▶ Reading passage:

— START —

You still need an entire film and sound crew. You still need a cast of actors and a director and a screenwriter and a composer. You still need to raise money, producers, etc.

Sure, video & sound editing have had a lot of automation improvements via software - but that's pretty much it.

One person can make a game with a bunch of cheap pre-made assets and make something really interesting and cool.

You just can't do that with film.



I feel like CGI has increased productivity a lot. Not so much in big, effects driven movies, but in everyday type shots where they can change backgrounds or remove things so they don't need to make big elaborate sets or control environments quite so much. That's my guess at least. Film was also a huge cost of production and especially distribution that's essentially gone now. I think Hollywood unions also add a lot of jobs - look up the job of focus puller sometime.

On the other hand to all the expensive stuff - you can just not do those. I'd take Primer as an example. I believe it was shot for the cost of a Toyota Corolla and became a fairly significant film. I've also seen "low budget" movies (meaning $3-5 million or so) in the last decade or so that probably would not have been possible 20 years or more ago, so I feel like there has been some progress.


> I feel like CGI has increased productivity a lot.

Yeah, but take a look at the massive number of VFX people listed in the end-credits of CGI-heavy films. Often several different companies (e.g. DNEG) each with its own array of artists, modellers, riggers, tech, pipeline engineers, asset developers, IT support, etc etc.


Yep, that's what I mean when I say not so much in big, effects driven films - I suspect those will always consume as much budget as you throw at them because there's always a cutting edge to push. But in smaller and less effect driven films/TV shows, the tech seems to be a net win for productivity.


There are many examples of making a film on a budget of almost nothing. Clerks, Evil Dead, the Sweding movement, most all of Tik Tok…

You can make a compelling story via flip book.


For anything with a niche target audience - sure.

You're not going to have multiple locations, good actors, good writing, good composition, quality cinematography, etc - unless you're incredibly talented and not counting how much your time is actually worth.

— END —

▶ Short task A: Decide whether each of the following statements agrees with the discussion of filmmaking costs above. Answer yes or no for each, and quote the words from the discussion that settle it. (i) One person can make an interesting game using cheap pre-made assets. (ii) Primer was shot for the cost of a Toyota Camry. (iii) The "low budget" movies mentioned cost roughly $10–20 million.
▶ Short task B: Reproduce the passage of the discussion of filmmaking costs that runs from "Sure, video &" up to and including "interesting and cool.".

▶ Data supplied:
— START —

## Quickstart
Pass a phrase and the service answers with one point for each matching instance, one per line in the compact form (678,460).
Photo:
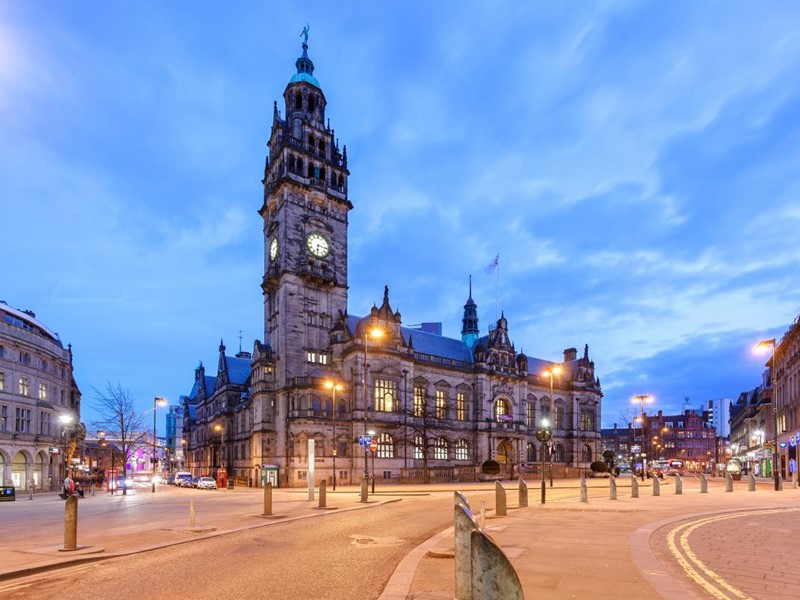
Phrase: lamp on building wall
(642,399)
(157,401)
(333,387)
(552,372)
(761,346)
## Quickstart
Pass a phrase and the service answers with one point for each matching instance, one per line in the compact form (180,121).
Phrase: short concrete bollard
(71,523)
(463,525)
(500,506)
(493,575)
(523,494)
(267,499)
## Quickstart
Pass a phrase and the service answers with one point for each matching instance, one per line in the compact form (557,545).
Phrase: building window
(385,446)
(44,423)
(587,420)
(419,402)
(385,393)
(502,411)
(558,417)
(462,450)
(461,406)
(440,449)
(23,424)
(419,447)
(441,405)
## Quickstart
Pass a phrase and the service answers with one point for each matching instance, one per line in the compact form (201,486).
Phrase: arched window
(440,449)
(385,446)
(502,411)
(462,450)
(531,452)
(558,453)
(419,447)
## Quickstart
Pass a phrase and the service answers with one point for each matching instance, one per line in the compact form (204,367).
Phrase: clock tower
(305,214)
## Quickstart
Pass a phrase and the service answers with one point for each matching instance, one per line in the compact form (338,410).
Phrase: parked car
(206,483)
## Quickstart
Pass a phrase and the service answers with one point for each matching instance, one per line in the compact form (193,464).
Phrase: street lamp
(375,332)
(157,401)
(333,387)
(642,399)
(763,345)
(552,372)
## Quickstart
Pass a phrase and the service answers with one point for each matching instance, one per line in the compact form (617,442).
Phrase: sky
(635,165)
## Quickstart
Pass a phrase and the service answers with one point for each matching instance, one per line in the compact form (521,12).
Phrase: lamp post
(552,372)
(763,345)
(332,386)
(642,399)
(375,332)
(157,401)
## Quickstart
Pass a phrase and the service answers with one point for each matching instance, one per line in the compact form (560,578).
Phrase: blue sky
(635,164)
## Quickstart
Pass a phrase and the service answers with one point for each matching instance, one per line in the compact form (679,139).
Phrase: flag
(493,265)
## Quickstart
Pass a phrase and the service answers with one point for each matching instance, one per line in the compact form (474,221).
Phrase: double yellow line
(678,544)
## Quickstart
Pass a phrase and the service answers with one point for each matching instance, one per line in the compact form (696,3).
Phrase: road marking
(706,578)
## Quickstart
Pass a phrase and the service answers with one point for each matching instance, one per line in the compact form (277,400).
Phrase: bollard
(71,523)
(500,505)
(463,525)
(493,575)
(267,499)
(523,494)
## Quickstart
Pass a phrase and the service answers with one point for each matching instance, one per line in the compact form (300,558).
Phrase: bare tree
(122,422)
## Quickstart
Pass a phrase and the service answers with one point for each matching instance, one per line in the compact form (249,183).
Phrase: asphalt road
(342,555)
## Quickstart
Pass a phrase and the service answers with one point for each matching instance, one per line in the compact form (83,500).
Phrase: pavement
(717,544)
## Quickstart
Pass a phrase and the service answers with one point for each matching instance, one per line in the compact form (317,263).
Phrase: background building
(40,402)
(438,408)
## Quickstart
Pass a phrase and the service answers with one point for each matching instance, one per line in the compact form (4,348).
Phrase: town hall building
(437,408)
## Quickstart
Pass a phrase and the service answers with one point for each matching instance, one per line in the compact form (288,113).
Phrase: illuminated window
(441,405)
(419,402)
(461,406)
(385,394)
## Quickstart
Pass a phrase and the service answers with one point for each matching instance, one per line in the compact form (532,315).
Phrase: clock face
(317,245)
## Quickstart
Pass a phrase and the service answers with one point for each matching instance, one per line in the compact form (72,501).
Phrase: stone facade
(37,389)
(439,408)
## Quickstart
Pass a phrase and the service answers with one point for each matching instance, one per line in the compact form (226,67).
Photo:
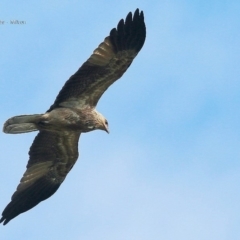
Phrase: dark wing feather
(52,156)
(107,64)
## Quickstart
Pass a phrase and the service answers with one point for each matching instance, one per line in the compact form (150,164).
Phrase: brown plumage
(55,148)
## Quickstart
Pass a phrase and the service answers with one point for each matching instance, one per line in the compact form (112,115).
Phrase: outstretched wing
(107,64)
(52,156)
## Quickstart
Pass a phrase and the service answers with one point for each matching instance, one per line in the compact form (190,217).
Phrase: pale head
(102,122)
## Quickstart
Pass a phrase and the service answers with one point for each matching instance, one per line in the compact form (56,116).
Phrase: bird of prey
(54,151)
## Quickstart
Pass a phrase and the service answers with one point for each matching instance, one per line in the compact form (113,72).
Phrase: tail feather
(22,124)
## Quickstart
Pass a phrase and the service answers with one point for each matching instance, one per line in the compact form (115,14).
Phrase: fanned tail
(22,124)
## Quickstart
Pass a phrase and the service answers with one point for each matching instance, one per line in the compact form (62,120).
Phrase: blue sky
(169,169)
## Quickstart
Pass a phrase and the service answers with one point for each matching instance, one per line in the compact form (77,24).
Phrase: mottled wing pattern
(52,156)
(107,64)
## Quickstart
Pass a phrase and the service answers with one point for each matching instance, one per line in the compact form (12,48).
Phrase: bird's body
(55,148)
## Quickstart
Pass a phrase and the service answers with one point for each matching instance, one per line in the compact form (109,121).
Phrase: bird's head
(102,123)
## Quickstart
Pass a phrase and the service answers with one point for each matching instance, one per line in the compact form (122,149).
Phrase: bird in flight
(54,150)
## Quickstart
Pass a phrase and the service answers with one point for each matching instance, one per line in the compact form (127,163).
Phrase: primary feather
(55,148)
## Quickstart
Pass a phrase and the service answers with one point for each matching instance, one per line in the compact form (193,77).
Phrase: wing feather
(107,64)
(52,156)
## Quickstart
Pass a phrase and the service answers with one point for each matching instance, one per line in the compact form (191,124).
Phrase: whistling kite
(55,149)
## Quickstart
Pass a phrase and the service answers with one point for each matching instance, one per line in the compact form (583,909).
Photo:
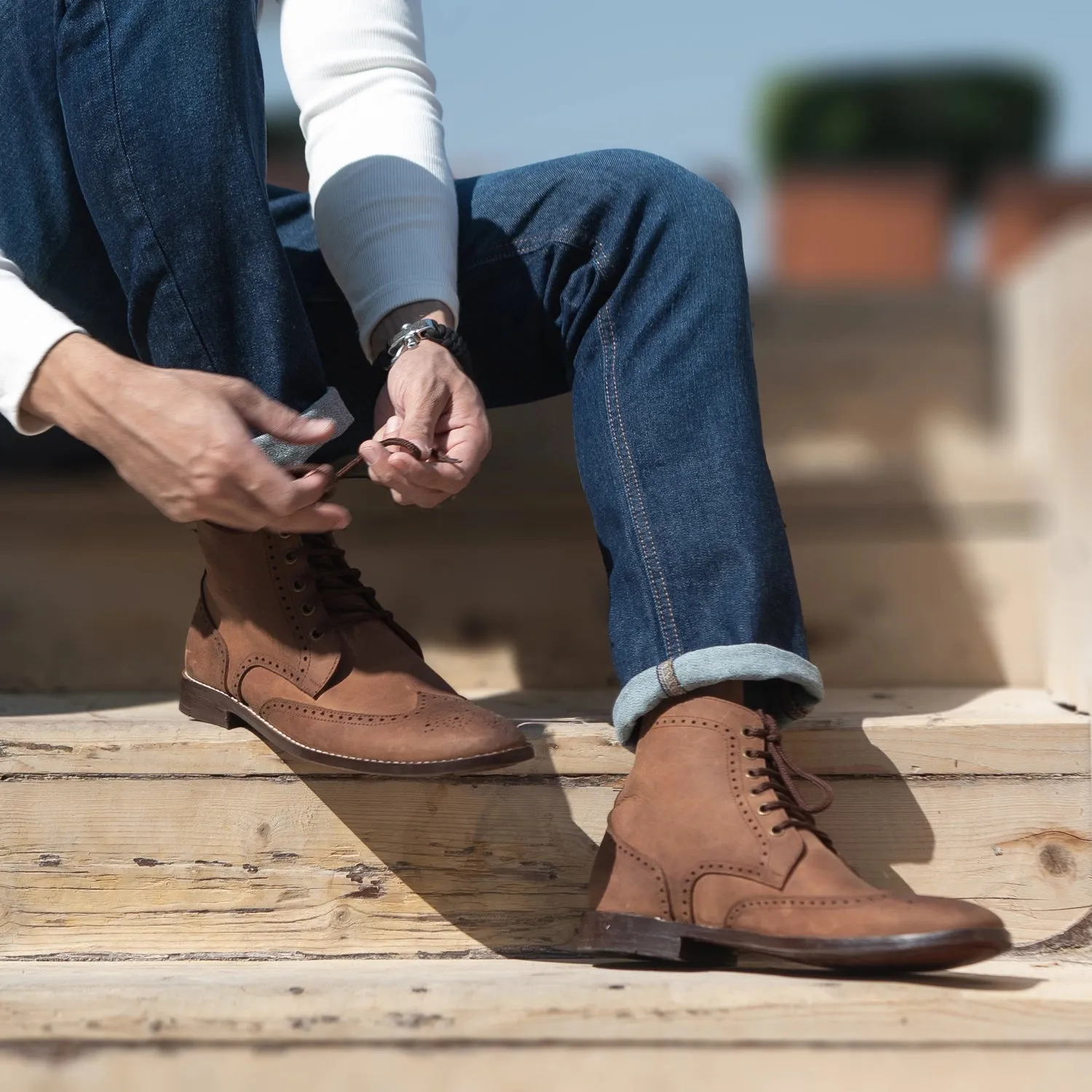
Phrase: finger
(264,413)
(399,470)
(382,471)
(419,415)
(314,520)
(274,489)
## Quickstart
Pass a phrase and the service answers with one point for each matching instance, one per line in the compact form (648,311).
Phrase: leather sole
(677,941)
(210,705)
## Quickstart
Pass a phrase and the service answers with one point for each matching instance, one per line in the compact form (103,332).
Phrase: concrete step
(506,589)
(133,832)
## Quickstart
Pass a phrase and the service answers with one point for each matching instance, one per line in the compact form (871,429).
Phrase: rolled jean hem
(329,406)
(745,663)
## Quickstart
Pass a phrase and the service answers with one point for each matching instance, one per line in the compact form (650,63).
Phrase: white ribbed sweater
(381,188)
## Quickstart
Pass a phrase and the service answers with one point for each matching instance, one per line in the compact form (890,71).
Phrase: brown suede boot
(710,841)
(288,641)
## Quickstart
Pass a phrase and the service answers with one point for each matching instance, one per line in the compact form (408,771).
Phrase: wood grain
(925,732)
(519,1067)
(518,1002)
(131,830)
(271,866)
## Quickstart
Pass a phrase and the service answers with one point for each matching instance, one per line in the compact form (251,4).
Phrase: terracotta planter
(1024,210)
(882,227)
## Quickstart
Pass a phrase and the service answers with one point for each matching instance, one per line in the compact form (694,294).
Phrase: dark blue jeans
(132,196)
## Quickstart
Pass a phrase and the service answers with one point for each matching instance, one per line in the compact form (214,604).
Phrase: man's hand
(181,438)
(430,401)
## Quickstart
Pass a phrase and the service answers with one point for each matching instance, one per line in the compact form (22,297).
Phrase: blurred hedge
(969,119)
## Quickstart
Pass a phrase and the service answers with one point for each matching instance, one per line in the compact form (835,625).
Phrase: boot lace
(781,772)
(347,600)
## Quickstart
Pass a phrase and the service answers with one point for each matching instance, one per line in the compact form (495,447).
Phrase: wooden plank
(1048,342)
(911,732)
(519,1002)
(520,1067)
(273,866)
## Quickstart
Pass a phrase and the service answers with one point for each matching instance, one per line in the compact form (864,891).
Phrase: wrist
(63,390)
(393,321)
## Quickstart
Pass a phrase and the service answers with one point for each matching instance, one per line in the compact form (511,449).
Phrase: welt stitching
(830,902)
(631,484)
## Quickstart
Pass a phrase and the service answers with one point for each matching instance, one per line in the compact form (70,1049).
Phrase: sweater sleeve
(381,188)
(30,328)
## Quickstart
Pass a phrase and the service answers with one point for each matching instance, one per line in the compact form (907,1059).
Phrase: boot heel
(629,935)
(196,703)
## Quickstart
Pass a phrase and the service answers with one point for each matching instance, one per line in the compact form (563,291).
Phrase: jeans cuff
(329,406)
(723,663)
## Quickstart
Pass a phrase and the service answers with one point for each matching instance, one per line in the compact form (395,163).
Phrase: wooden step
(131,831)
(518,1002)
(587,1067)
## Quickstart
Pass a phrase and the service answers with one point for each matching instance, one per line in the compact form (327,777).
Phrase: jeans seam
(526,245)
(135,189)
(631,486)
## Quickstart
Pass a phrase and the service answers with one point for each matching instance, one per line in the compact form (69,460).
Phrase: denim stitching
(638,513)
(135,189)
(528,244)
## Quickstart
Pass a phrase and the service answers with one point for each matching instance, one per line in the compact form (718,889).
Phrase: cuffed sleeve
(381,188)
(30,328)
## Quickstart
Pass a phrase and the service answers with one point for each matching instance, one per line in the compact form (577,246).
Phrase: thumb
(266,415)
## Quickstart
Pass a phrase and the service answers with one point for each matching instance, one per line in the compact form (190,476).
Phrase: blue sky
(523,81)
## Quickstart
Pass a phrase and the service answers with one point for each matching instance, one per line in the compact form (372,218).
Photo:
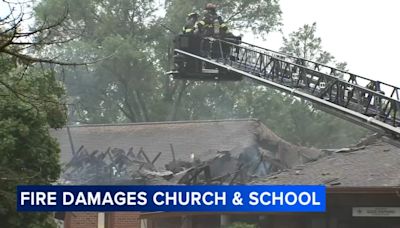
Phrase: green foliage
(304,43)
(130,86)
(30,104)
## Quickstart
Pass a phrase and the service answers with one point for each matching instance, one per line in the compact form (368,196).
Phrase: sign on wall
(376,211)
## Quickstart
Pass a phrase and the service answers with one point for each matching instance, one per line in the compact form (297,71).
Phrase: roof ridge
(166,122)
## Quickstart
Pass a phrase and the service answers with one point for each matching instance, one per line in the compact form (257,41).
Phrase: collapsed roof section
(201,152)
(198,139)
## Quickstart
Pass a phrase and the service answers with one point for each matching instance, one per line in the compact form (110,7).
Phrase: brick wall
(123,220)
(81,220)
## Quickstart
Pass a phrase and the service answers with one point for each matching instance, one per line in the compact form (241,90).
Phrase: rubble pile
(117,166)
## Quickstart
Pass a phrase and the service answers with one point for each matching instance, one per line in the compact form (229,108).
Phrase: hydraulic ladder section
(373,104)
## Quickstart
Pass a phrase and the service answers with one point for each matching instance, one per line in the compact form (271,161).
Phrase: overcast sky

— END —

▶ Full output A:
(i) Yes: "One person can make a game with a bunch of cheap pre-made assets and make something really interesting and cool."
(ii) No: "I believe it was shot for the cost of a Toyota Corolla"
(iii) No: "meaning $3-5 million or so"

▶ Full output B:
Sure, video & sound editing have had a lot of automation improvements via software - but that's pretty much it.

One person can make a game with a bunch of cheap pre-made assets and make something really interesting and cool.